**TASK PROMPT:** After locating "target | tree line" in the listing below, copy that line and each one after it exactly, ending with the line that has "target | roof".

**EXERCISE MATERIALS:**
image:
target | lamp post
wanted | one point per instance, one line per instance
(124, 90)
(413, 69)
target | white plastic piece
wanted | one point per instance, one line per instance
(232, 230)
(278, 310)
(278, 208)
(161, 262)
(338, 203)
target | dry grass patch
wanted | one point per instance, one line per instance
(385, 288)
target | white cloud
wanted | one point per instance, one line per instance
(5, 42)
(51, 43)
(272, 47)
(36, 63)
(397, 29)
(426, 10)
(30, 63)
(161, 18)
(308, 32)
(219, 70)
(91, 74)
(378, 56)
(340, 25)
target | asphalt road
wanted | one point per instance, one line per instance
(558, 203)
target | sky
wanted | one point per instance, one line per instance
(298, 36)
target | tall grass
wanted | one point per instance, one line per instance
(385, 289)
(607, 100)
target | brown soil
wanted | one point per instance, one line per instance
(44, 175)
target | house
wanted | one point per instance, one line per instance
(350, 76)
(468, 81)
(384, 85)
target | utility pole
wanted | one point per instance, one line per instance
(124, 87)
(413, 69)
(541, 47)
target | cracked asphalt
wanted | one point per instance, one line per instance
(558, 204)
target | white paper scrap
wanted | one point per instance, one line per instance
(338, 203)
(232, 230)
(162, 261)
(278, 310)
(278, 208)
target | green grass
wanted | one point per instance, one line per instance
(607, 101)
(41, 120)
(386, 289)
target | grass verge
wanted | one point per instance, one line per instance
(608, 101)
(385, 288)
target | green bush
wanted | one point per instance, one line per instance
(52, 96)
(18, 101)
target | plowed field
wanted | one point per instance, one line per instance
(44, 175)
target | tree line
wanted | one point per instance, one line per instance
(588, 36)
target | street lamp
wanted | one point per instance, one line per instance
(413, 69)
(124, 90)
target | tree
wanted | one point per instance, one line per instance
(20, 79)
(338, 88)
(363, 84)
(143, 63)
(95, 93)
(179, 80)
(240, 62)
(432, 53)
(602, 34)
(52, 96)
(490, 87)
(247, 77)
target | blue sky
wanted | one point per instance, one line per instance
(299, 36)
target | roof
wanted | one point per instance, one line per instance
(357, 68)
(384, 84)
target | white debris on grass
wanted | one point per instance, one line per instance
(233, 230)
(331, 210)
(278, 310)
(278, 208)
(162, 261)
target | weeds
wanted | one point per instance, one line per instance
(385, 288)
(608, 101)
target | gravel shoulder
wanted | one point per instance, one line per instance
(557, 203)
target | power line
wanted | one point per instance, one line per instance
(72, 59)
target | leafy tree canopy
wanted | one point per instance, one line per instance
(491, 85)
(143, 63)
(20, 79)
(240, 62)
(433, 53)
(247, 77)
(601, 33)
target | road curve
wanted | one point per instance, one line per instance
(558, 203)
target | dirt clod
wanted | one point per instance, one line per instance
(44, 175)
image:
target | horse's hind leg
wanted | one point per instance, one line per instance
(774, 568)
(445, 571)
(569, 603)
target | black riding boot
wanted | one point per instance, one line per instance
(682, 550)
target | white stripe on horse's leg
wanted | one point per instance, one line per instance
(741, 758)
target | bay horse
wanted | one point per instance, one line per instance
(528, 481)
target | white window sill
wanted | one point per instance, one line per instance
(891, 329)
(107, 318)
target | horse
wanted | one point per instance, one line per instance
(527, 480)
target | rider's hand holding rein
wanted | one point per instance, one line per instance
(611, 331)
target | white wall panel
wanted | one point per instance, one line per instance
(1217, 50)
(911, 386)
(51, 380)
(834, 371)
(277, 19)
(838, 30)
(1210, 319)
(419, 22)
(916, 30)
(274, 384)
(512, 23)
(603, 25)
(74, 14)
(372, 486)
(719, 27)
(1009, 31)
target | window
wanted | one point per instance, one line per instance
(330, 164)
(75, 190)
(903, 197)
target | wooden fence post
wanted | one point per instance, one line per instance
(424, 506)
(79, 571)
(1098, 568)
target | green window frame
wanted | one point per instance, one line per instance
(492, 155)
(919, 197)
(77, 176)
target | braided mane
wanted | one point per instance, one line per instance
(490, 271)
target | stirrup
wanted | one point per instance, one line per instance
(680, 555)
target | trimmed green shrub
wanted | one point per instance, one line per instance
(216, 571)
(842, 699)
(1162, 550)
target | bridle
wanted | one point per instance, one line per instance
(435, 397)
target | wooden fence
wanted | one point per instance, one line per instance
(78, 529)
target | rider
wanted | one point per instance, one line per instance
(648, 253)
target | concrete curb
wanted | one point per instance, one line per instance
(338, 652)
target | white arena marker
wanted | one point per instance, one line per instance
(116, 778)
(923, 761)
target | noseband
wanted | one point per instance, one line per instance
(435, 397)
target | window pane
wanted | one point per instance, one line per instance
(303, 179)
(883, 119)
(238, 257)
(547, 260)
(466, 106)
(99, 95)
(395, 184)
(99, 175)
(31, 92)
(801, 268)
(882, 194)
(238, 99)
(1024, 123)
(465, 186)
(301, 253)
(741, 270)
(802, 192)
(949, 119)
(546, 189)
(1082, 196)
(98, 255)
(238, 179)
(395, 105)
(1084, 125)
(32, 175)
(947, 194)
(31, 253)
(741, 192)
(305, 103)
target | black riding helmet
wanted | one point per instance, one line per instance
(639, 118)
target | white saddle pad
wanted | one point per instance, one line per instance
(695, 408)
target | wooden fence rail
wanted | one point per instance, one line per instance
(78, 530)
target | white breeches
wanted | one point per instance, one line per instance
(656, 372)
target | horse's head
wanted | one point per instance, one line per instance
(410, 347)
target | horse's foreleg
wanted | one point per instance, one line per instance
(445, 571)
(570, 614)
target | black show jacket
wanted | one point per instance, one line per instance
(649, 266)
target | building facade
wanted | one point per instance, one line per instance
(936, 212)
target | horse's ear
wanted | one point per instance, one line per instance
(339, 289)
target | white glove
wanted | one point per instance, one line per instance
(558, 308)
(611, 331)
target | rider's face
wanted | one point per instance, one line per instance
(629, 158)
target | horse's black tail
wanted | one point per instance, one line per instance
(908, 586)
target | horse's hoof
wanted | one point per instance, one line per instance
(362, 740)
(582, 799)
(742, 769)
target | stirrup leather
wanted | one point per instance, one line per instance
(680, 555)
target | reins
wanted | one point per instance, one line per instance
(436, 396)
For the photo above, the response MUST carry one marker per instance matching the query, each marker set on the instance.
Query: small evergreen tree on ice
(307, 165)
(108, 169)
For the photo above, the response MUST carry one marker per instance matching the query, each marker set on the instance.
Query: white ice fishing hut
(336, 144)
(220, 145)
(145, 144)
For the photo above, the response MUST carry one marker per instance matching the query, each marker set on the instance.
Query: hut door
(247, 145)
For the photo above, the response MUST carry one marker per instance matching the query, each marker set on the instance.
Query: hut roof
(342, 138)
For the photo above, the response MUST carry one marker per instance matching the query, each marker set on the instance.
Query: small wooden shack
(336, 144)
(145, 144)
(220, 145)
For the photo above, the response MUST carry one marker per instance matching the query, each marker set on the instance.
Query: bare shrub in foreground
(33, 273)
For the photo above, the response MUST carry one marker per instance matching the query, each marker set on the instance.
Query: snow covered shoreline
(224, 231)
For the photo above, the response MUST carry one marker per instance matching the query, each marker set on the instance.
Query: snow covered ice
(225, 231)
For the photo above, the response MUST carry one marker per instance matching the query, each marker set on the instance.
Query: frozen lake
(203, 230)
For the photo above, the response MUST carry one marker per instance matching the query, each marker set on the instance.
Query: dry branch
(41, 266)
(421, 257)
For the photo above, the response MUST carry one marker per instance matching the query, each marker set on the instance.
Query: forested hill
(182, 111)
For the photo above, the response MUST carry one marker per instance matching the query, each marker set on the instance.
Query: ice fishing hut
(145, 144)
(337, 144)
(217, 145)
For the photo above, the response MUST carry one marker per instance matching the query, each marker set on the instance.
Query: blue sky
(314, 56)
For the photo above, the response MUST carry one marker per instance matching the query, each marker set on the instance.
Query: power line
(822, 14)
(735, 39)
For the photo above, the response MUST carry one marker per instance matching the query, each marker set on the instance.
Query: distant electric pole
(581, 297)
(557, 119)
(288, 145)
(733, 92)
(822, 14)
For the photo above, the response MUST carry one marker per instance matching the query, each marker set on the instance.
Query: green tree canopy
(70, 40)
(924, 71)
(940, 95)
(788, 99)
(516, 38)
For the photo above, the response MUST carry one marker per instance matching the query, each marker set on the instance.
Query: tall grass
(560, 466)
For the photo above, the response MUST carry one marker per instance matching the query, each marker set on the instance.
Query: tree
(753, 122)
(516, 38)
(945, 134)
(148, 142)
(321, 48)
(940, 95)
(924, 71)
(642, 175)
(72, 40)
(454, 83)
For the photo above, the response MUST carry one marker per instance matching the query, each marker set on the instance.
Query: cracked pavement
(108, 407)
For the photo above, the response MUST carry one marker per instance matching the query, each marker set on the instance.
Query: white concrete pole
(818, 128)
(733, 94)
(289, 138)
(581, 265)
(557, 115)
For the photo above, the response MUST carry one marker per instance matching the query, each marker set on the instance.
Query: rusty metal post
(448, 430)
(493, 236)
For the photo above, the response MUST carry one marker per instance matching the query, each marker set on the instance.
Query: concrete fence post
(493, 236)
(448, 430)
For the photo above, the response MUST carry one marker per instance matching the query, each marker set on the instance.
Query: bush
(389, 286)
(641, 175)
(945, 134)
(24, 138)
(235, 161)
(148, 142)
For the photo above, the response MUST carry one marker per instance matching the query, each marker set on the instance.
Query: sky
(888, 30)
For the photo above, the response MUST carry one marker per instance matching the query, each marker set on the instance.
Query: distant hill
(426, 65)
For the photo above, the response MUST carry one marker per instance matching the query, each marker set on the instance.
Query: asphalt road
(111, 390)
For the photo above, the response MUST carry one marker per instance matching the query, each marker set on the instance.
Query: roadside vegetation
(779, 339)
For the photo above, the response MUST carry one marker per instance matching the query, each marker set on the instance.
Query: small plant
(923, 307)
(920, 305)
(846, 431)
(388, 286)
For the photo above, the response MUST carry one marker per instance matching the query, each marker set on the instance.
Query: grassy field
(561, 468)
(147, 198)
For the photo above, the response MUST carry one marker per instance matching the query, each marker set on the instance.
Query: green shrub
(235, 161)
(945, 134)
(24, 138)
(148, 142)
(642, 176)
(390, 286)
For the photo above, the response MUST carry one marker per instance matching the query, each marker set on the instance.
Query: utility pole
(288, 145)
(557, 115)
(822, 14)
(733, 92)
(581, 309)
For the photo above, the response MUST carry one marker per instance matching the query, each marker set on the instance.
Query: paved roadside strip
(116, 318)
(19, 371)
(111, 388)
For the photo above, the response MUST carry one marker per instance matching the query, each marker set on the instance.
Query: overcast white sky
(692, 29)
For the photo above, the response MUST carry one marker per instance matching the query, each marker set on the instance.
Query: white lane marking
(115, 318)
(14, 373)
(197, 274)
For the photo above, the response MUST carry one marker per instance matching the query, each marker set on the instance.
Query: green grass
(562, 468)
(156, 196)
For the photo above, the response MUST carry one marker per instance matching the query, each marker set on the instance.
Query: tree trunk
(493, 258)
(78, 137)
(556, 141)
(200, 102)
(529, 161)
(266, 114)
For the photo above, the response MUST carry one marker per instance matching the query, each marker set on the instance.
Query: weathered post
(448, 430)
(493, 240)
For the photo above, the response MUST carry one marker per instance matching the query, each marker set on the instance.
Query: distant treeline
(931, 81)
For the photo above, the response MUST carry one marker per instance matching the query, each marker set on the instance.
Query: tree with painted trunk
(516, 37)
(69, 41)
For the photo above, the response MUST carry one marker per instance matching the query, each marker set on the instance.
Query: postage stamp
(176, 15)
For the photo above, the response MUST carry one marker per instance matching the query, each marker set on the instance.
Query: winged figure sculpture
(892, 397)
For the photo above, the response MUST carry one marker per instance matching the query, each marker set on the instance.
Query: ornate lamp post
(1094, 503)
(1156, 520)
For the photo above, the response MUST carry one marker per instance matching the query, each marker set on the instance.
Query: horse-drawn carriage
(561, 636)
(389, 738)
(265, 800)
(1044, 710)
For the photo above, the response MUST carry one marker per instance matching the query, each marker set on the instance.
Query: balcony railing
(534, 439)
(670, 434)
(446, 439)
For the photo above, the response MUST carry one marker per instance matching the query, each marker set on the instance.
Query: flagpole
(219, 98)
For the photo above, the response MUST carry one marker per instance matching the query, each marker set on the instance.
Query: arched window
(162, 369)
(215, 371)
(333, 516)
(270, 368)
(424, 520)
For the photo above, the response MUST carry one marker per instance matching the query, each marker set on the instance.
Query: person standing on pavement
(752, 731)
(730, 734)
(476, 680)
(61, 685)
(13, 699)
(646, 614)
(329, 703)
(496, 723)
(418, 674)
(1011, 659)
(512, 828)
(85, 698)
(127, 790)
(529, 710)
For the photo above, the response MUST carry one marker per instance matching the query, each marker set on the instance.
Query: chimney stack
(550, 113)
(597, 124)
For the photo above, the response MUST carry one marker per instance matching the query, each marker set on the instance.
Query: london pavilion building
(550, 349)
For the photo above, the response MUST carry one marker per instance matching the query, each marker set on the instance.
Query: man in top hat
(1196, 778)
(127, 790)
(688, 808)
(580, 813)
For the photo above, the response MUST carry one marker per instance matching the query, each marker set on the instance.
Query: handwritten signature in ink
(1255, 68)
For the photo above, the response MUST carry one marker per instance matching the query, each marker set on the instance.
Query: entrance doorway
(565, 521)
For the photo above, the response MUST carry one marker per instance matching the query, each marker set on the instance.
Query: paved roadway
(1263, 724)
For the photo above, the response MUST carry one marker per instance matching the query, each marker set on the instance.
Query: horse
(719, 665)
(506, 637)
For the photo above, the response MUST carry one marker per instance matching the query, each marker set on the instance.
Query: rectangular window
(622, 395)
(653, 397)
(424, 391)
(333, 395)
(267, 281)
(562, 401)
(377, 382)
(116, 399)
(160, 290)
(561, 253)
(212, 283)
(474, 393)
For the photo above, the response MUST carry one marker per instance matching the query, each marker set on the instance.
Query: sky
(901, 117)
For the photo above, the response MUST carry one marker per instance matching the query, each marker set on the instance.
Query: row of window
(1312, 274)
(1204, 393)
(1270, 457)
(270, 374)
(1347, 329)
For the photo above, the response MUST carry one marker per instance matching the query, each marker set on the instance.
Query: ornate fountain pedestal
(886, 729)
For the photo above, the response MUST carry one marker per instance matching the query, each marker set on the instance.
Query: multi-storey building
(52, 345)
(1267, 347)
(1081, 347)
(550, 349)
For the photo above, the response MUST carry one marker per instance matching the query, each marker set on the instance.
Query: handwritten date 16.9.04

**WRITTEN SOLUTION:**
target | tree line
wanted | one point per instance, one line per instance
(588, 36)
target | street lamp
wanted | one point per instance, one line per instance
(413, 69)
(124, 90)
target | tree
wanted | one point per instance, one line per instance
(20, 79)
(338, 88)
(363, 84)
(143, 63)
(95, 93)
(179, 80)
(240, 62)
(432, 53)
(602, 34)
(52, 96)
(490, 87)
(247, 77)
target | blue sky
wanted | one point per instance, one line per instance
(299, 36)
target | roof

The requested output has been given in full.